## [Task]
Print the data below verbatim, minus images.

[Point-per-instance localization data]
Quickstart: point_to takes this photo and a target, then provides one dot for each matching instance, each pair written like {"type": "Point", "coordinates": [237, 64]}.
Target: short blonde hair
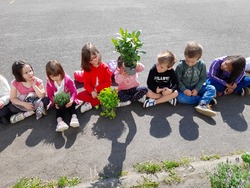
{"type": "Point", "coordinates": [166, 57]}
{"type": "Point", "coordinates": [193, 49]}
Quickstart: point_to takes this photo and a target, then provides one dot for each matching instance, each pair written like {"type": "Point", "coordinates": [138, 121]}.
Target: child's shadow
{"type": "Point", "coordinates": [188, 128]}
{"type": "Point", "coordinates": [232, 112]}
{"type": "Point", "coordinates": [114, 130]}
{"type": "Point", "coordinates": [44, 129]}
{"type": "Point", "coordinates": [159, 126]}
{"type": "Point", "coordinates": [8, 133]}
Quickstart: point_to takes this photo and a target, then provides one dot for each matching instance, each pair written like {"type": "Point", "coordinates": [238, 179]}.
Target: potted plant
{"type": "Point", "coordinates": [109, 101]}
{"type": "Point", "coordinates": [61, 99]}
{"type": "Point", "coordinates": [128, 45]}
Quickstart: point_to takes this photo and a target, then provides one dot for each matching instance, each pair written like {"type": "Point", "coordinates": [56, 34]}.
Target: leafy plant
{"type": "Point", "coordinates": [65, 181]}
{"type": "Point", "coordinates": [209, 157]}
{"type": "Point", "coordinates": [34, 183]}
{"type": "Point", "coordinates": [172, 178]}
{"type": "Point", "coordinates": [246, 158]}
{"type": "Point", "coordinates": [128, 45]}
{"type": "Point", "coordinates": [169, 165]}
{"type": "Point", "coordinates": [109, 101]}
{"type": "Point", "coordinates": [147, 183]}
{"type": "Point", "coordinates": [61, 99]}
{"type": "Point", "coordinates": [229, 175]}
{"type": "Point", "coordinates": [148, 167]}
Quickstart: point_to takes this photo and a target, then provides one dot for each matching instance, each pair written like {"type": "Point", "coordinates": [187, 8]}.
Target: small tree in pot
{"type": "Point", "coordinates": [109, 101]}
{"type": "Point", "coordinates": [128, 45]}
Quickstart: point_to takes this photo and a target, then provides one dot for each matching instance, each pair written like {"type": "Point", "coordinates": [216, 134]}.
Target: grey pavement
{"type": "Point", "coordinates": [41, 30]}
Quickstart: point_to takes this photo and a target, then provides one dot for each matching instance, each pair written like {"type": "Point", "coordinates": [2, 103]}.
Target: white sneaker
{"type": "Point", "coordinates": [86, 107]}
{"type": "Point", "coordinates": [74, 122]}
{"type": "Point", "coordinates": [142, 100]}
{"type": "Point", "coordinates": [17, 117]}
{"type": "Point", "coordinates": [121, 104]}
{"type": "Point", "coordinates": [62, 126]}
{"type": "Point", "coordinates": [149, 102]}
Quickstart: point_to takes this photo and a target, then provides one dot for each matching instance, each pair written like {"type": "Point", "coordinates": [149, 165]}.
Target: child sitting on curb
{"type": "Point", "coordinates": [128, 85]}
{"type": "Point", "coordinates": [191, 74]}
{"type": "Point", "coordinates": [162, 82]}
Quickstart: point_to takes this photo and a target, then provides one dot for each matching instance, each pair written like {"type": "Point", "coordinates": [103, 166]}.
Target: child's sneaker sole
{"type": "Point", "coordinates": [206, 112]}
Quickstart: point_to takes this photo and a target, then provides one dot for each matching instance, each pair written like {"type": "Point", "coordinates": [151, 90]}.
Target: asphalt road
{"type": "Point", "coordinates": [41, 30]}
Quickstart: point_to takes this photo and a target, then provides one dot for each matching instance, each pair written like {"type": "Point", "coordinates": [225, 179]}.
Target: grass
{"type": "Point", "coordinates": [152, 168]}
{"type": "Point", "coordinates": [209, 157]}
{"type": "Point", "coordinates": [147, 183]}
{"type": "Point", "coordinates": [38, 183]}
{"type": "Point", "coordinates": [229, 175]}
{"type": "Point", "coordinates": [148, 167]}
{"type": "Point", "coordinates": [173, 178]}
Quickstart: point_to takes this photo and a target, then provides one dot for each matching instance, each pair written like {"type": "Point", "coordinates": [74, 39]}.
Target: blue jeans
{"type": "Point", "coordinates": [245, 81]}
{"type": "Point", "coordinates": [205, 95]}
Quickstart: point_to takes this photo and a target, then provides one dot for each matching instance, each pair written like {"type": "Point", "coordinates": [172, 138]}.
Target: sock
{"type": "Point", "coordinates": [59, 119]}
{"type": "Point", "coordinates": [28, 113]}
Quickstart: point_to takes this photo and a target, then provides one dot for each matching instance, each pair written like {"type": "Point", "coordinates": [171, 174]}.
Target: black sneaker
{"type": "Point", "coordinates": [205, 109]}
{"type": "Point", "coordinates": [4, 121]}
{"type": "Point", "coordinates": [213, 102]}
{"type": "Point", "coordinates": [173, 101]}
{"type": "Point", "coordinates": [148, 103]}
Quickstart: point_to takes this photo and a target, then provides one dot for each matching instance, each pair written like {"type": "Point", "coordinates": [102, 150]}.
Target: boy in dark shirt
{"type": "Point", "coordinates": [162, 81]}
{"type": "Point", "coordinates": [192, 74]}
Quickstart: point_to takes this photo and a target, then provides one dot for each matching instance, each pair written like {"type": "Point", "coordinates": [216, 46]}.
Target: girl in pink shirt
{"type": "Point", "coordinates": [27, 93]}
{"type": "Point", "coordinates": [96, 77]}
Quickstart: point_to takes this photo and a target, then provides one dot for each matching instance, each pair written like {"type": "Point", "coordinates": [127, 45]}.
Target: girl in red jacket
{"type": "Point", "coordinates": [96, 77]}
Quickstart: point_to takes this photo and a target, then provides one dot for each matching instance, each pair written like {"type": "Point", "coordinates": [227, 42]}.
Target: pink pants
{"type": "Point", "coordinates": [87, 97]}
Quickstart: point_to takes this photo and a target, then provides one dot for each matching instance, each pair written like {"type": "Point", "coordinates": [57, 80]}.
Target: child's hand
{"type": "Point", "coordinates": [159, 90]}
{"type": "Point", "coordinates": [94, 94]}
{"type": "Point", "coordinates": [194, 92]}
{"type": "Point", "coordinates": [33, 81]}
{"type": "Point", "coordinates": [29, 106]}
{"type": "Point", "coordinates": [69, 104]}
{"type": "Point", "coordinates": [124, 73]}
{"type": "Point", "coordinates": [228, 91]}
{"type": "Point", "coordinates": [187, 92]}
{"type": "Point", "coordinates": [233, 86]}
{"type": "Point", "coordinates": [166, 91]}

## [Written response]
Quickstart: point_to takes this photo and a target, then provides one dot for each matching instance, each pair written like {"type": "Point", "coordinates": [237, 64]}.
Target: short blonde hair
{"type": "Point", "coordinates": [166, 57]}
{"type": "Point", "coordinates": [193, 49]}
Quickstart: point_to takes this photo and a target, then provides one dot for each matching instance, each pair written like {"type": "Point", "coordinates": [138, 121]}.
Target: child's shadow
{"type": "Point", "coordinates": [188, 128]}
{"type": "Point", "coordinates": [232, 112]}
{"type": "Point", "coordinates": [114, 130]}
{"type": "Point", "coordinates": [44, 129]}
{"type": "Point", "coordinates": [159, 126]}
{"type": "Point", "coordinates": [8, 133]}
Quickstart: point_to takes this photo and a target, then provides one dot for each matching instance, each pair written like {"type": "Point", "coordinates": [238, 179]}.
Target: potted plant
{"type": "Point", "coordinates": [109, 101]}
{"type": "Point", "coordinates": [61, 99]}
{"type": "Point", "coordinates": [128, 45]}
Quickstart: point_to takes this photo and a target, then provides one dot for each matching instance, each pair written like {"type": "Point", "coordinates": [56, 34]}.
Target: leafy plant
{"type": "Point", "coordinates": [65, 181]}
{"type": "Point", "coordinates": [209, 157]}
{"type": "Point", "coordinates": [34, 183]}
{"type": "Point", "coordinates": [172, 178]}
{"type": "Point", "coordinates": [246, 158]}
{"type": "Point", "coordinates": [128, 45]}
{"type": "Point", "coordinates": [169, 165]}
{"type": "Point", "coordinates": [109, 101]}
{"type": "Point", "coordinates": [147, 183]}
{"type": "Point", "coordinates": [61, 99]}
{"type": "Point", "coordinates": [229, 175]}
{"type": "Point", "coordinates": [148, 167]}
Quickstart: point_to takes this photo and a target, then provides one dot for each matching instance, each pair written like {"type": "Point", "coordinates": [187, 8]}.
Target: small tree in pot
{"type": "Point", "coordinates": [109, 101]}
{"type": "Point", "coordinates": [128, 45]}
Quickstart: point_to takes this photo and a target, then provides one dot for each matching instance, each pair written like {"type": "Point", "coordinates": [216, 134]}.
Target: grey pavement
{"type": "Point", "coordinates": [41, 30]}
Quickstart: point_to takes this photo and a target, then provides one dot for each matching instance, each pair written like {"type": "Point", "coordinates": [2, 103]}.
Target: white sneaker
{"type": "Point", "coordinates": [86, 107]}
{"type": "Point", "coordinates": [74, 122]}
{"type": "Point", "coordinates": [142, 100]}
{"type": "Point", "coordinates": [17, 117]}
{"type": "Point", "coordinates": [121, 104]}
{"type": "Point", "coordinates": [62, 126]}
{"type": "Point", "coordinates": [149, 102]}
Quickstart: point_to takes this photo and a target, then provides one dot for each matching instance, each pair written like {"type": "Point", "coordinates": [149, 165]}.
Target: child sitting on curb
{"type": "Point", "coordinates": [128, 85]}
{"type": "Point", "coordinates": [191, 74]}
{"type": "Point", "coordinates": [162, 82]}
Quickstart: point_to takes this photo and a target, then provides one dot for each matching instance, each pair written like {"type": "Point", "coordinates": [103, 166]}.
Target: child's sneaker sole
{"type": "Point", "coordinates": [206, 112]}
Quickstart: point_to takes this photo and a target, then provides one dot for each matching instance, each pair written like {"type": "Point", "coordinates": [151, 90]}.
Target: asphalt road
{"type": "Point", "coordinates": [41, 30]}
Quickstart: point_to takes this photo and a target, then provides one dot for each matching instance, each pair written like {"type": "Point", "coordinates": [225, 179]}.
Target: grass
{"type": "Point", "coordinates": [152, 168]}
{"type": "Point", "coordinates": [209, 157]}
{"type": "Point", "coordinates": [147, 183]}
{"type": "Point", "coordinates": [38, 183]}
{"type": "Point", "coordinates": [229, 175]}
{"type": "Point", "coordinates": [148, 167]}
{"type": "Point", "coordinates": [173, 178]}
Quickstart: point_to takes this photo and a target, then provides one dot for each matching instance, each pair written like {"type": "Point", "coordinates": [74, 39]}.
Target: blue jeans
{"type": "Point", "coordinates": [245, 81]}
{"type": "Point", "coordinates": [205, 95]}
Quickstart: point_to takes this photo and a target, then provides one dot for each matching instance, each pair written like {"type": "Point", "coordinates": [172, 138]}.
Target: sock
{"type": "Point", "coordinates": [59, 119]}
{"type": "Point", "coordinates": [28, 113]}
Quickstart: point_to takes this photo and a target, then provides one dot for each matching instance, each pair written like {"type": "Point", "coordinates": [171, 174]}.
Target: black sneaker
{"type": "Point", "coordinates": [205, 109]}
{"type": "Point", "coordinates": [4, 121]}
{"type": "Point", "coordinates": [213, 102]}
{"type": "Point", "coordinates": [173, 101]}
{"type": "Point", "coordinates": [148, 103]}
Quickstart: point_to takes this photo and a target, then provides one dot for each matching instance, each pair written like {"type": "Point", "coordinates": [102, 150]}.
Target: boy in dark shirt
{"type": "Point", "coordinates": [162, 81]}
{"type": "Point", "coordinates": [192, 74]}
Quickstart: point_to takes this photo and a target, then provides one dot for each matching instance, each pair written like {"type": "Point", "coordinates": [216, 46]}.
Target: girl in pink shirt
{"type": "Point", "coordinates": [27, 93]}
{"type": "Point", "coordinates": [96, 77]}
Quickstart: point_to takes this photo and a target, then provides one dot for each matching instance, each pair written like {"type": "Point", "coordinates": [127, 45]}.
Target: girl in red jacket
{"type": "Point", "coordinates": [96, 77]}
Quickstart: point_to takes this photo and a target, then provides one dot for each matching instance, each pair written like {"type": "Point", "coordinates": [227, 42]}.
Target: pink pants
{"type": "Point", "coordinates": [87, 97]}
Quickstart: point_to takes this photo and a target, then provides one dot for each matching instance, each pair written like {"type": "Point", "coordinates": [57, 80]}.
Target: child's hand
{"type": "Point", "coordinates": [159, 90]}
{"type": "Point", "coordinates": [94, 94]}
{"type": "Point", "coordinates": [194, 92]}
{"type": "Point", "coordinates": [33, 81]}
{"type": "Point", "coordinates": [29, 106]}
{"type": "Point", "coordinates": [69, 104]}
{"type": "Point", "coordinates": [124, 73]}
{"type": "Point", "coordinates": [228, 91]}
{"type": "Point", "coordinates": [187, 92]}
{"type": "Point", "coordinates": [233, 86]}
{"type": "Point", "coordinates": [166, 91]}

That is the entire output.